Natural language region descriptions
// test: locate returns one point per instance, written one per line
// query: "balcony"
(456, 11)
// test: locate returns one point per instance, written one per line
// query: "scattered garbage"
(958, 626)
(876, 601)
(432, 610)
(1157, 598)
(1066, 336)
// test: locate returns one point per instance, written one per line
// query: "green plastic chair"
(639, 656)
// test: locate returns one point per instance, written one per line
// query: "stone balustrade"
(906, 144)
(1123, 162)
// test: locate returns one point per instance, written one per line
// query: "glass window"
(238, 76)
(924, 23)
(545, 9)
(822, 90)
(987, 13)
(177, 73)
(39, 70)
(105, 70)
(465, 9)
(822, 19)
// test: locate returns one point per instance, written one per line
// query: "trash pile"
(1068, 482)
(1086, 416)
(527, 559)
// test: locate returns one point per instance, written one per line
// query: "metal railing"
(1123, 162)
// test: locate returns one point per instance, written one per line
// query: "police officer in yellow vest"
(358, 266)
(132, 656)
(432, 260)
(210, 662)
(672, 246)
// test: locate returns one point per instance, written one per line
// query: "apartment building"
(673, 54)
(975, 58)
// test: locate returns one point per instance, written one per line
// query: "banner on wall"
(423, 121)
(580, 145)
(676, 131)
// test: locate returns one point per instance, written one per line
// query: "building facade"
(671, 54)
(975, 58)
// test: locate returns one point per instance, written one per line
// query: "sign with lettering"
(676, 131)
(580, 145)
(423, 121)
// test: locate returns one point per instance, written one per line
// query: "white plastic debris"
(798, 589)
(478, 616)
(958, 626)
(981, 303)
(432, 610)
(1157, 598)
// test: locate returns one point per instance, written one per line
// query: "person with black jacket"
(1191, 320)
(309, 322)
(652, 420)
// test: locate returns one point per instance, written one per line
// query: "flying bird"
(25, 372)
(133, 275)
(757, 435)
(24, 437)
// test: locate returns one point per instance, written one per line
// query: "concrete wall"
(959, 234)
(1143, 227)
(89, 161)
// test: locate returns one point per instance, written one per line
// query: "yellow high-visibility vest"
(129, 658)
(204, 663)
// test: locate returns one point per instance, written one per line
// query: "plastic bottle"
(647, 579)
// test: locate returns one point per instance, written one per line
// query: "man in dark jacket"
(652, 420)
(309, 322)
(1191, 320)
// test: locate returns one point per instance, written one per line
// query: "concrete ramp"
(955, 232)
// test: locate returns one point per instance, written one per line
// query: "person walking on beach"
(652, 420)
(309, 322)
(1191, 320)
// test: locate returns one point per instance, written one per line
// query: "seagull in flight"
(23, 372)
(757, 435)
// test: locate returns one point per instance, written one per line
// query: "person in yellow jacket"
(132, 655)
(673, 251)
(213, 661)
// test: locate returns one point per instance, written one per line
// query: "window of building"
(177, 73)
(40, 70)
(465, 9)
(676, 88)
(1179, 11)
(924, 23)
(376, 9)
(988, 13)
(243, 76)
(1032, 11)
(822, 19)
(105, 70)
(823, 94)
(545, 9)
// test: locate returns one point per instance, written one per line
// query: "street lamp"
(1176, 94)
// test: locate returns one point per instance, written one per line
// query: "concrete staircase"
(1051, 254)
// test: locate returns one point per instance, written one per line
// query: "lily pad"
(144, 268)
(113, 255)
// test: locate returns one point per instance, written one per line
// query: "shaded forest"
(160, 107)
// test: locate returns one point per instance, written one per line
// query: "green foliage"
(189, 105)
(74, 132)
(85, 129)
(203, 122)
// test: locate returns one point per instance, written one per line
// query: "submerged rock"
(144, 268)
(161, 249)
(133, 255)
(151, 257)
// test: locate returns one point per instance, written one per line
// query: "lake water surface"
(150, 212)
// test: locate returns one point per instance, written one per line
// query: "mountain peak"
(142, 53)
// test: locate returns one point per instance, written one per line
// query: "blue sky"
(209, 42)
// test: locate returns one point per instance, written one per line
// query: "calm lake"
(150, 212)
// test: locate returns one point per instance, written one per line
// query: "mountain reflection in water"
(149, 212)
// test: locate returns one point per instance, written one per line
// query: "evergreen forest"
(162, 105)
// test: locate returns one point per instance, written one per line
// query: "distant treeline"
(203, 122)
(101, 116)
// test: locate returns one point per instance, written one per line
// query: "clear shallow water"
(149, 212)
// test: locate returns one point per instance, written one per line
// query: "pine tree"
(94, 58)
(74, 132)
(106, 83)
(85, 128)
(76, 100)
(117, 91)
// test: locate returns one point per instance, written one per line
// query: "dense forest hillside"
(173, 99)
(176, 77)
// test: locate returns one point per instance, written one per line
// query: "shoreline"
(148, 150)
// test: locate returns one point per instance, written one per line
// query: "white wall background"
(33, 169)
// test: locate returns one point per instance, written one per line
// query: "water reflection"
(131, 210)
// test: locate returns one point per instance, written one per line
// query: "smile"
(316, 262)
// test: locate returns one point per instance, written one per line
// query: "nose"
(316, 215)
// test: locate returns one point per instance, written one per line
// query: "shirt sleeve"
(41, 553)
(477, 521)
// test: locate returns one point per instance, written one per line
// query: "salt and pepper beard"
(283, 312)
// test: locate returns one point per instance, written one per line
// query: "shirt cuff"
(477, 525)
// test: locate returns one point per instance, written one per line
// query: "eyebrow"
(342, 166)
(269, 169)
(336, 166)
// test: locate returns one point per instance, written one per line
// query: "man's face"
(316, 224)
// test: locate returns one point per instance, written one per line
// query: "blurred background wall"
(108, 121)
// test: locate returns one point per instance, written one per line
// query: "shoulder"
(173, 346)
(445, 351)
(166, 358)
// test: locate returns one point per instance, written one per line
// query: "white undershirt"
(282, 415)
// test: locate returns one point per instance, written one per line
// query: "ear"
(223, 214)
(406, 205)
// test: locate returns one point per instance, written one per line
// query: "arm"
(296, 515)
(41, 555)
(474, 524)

Assignment
All the lines above should appear again in the answer, exactly as written.

Output for this exercise
// test: locate returns one point per instance, written one per line
// query: "balcony"
(456, 11)
// test: locate returns one point per instance, written one per line
// query: "scattered garbage"
(958, 626)
(876, 601)
(432, 610)
(1157, 598)
(1066, 336)
// test: locate returns one point per instance, written one per line
// query: "green plastic chair"
(639, 656)
// test: locate returns one point per instance, written one per line
// query: "stone balustrade"
(906, 144)
(1123, 162)
// test: locate returns one point per instance, written one per line
// query: "glass window"
(238, 76)
(924, 23)
(545, 9)
(822, 90)
(987, 13)
(177, 73)
(39, 70)
(105, 70)
(465, 9)
(822, 19)
// test: locate returns one point per instance, written one per line
// query: "trash pile"
(1068, 482)
(1086, 416)
(527, 559)
// test: locate returns one point per instance, written one per line
// query: "metal railing"
(1123, 162)
// test: locate returns one point per instance, written one per line
// query: "police officer in yellow vest"
(358, 266)
(132, 656)
(432, 260)
(210, 662)
(672, 246)
// test: locate returns one point per instance, written one per line
// query: "apartment building"
(673, 54)
(975, 58)
// test: locate returns one point per instance, written one per line
// query: "banner on wall"
(423, 121)
(580, 145)
(676, 131)
// test: locate returns one point per instance, written one per line
// query: "building facade"
(671, 54)
(975, 58)
// test: locate returns one point per instance, written one per line
// query: "sign with lettering"
(676, 131)
(580, 145)
(423, 121)
// test: locate returns one point per instance, written one per line
// query: "white plastic debris"
(798, 589)
(478, 616)
(958, 626)
(981, 303)
(432, 610)
(1157, 598)
// test: locate returns one point per instance, written one per line
// query: "person with black jacket"
(1191, 320)
(309, 322)
(652, 420)
// test: locate returns one point per instance, written one per line
// query: "flying bird"
(25, 372)
(133, 275)
(757, 435)
(24, 437)
// test: locate returns one point per instance, written one per line
// query: "concrete wall"
(959, 234)
(1143, 227)
(89, 161)
// test: locate returns one point per instance, written one per line
// query: "yellow high-visibility vest"
(129, 658)
(204, 663)
// test: locate returns one point per instance, written one per line
// query: "plastic bottle"
(647, 579)
// test: locate returns one point per instance, written one per line
// query: "man in dark jacket"
(652, 420)
(309, 322)
(1191, 320)
// test: locate returns one point per instance, written one per line
// query: "concrete ramp"
(955, 232)
// test: locate returns one point per instance, written one per line
// query: "person walking on beach"
(652, 420)
(309, 322)
(1191, 320)
// test: locate returns one point per instance, written one per line
// query: "seagull in flight"
(23, 372)
(757, 435)
// test: locate returns one point per instance, written one per line
// query: "person in yellow jacket"
(132, 655)
(673, 251)
(213, 661)
// test: locate returns one point per instance, written one per line
// query: "window of building"
(177, 73)
(40, 70)
(465, 9)
(676, 88)
(1179, 11)
(924, 23)
(376, 9)
(988, 13)
(243, 76)
(1032, 11)
(822, 19)
(105, 70)
(823, 94)
(545, 9)
// test: locate returns one point per instance, written one per line
// query: "street lamp"
(1176, 94)
// test: locate returns one point per instance, written one per line
// query: "concrete staircase"
(1051, 254)
// test: locate returns one point per instance, written one per line
// query: "lily pad"
(144, 268)
(113, 255)
// test: locate returns one point per instance, written one per line
// query: "shaded forest"
(160, 107)
// test: locate returns one point per instance, written one per line
// query: "green foliage"
(189, 105)
(74, 132)
(85, 129)
(203, 122)
// test: locate returns one point per instance, written one per line
// query: "submerged rock"
(144, 268)
(161, 249)
(133, 255)
(151, 257)
// test: locate returns one point per instance, written one per line
// query: "lake water surface"
(150, 212)
// test: locate returns one point per instance, written one per line
// query: "mountain peak"
(142, 53)
// test: locate returns one point per instance, written one per line
// query: "blue sky"
(209, 42)
// test: locate returns one point per instance, written one per line
// query: "calm lake"
(150, 212)
// test: locate returns one point per instance, written one per line
// query: "mountain reflection in water"
(149, 212)
// test: locate returns one point per instance, written one per line
// query: "evergreen forest"
(162, 105)
// test: locate returns one point per instance, written one per line
// query: "distant treeline"
(203, 122)
(101, 116)
// test: locate returns one point per instance, written one per line
// query: "clear shallow water"
(149, 212)
// test: locate returns one point per instance, written one per line
// query: "pine tree"
(94, 58)
(74, 132)
(106, 83)
(85, 128)
(76, 100)
(117, 91)
// test: locate returns one point per instance, written one per line
// query: "dense forest hillside"
(173, 99)
(176, 77)
// test: locate returns one point per instance, written one per line
// query: "shoreline"
(148, 150)
// test: locate returns one point per instance, written one per line
// query: "white wall background"
(33, 169)
// test: locate returns one point per instance, written one per line
// query: "water reflection"
(131, 210)
// test: locate returns one point per instance, written one per line
// query: "smile"
(316, 262)
// test: locate returns one point per instance, written one per line
// query: "nose"
(316, 215)
// test: locate returns one point per instance, written one per line
// query: "shirt sleeve"
(41, 553)
(477, 521)
// test: locate returns one point per instance, written one per line
// query: "salt and pepper beard"
(283, 312)
// test: locate returns one point per instance, written one per line
// query: "shirt cuff"
(477, 525)
// test: locate returns one point per instance, written one per line
// query: "eyebrow"
(342, 166)
(269, 169)
(336, 166)
// test: locate returns one point per instance, written one per line
// query: "man's face"
(316, 224)
// test: locate returns one point per instance, written one per line
// query: "blurred background wall"
(108, 121)
// test: locate returns one point per instance, written one per line
// query: "shoulder"
(173, 346)
(445, 351)
(166, 358)
// test: locate returns one point per instance, written one per line
// query: "white undershirt"
(282, 415)
// test: locate returns one point per instance, written one per line
// query: "ear"
(223, 214)
(406, 205)
// test: locate returns one point per instance, written one per line
// query: "arm"
(296, 515)
(41, 555)
(474, 524)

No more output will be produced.